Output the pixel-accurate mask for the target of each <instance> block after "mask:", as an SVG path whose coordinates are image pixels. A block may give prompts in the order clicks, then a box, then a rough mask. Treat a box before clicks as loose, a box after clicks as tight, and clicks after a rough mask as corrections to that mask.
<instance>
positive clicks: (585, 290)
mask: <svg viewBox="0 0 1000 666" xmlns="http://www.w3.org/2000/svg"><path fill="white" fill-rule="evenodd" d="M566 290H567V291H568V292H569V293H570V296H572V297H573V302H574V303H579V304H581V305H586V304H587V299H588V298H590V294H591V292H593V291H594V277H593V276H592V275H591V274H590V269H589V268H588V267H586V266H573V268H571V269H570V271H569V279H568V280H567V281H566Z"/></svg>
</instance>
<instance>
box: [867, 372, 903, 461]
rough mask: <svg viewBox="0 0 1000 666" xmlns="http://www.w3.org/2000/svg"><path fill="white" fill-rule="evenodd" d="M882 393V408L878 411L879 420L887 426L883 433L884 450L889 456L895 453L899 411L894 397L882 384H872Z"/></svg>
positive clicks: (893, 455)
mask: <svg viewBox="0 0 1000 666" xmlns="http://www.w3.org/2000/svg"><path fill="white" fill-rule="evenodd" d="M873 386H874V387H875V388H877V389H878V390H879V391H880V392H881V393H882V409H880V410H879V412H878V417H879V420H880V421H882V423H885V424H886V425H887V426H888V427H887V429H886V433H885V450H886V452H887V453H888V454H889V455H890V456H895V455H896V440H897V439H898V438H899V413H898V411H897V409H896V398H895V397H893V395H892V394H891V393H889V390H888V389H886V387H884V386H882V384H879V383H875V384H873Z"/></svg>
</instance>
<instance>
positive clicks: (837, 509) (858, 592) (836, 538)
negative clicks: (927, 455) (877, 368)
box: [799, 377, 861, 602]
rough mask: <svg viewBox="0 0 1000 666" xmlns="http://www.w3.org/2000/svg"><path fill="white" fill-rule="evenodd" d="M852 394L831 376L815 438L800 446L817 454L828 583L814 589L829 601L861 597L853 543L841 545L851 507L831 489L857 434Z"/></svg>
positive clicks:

• **PROBLEM**
Copy the data above exactly as it stands, from the line containing "394L831 376L815 438L800" through the end of the data.

• **COMPLETED TASK**
rough mask: <svg viewBox="0 0 1000 666" xmlns="http://www.w3.org/2000/svg"><path fill="white" fill-rule="evenodd" d="M852 394L831 376L815 438L800 446L817 454L828 583L814 589L829 601L861 597L853 543L841 545L851 507L831 489L857 434Z"/></svg>
positive clicks:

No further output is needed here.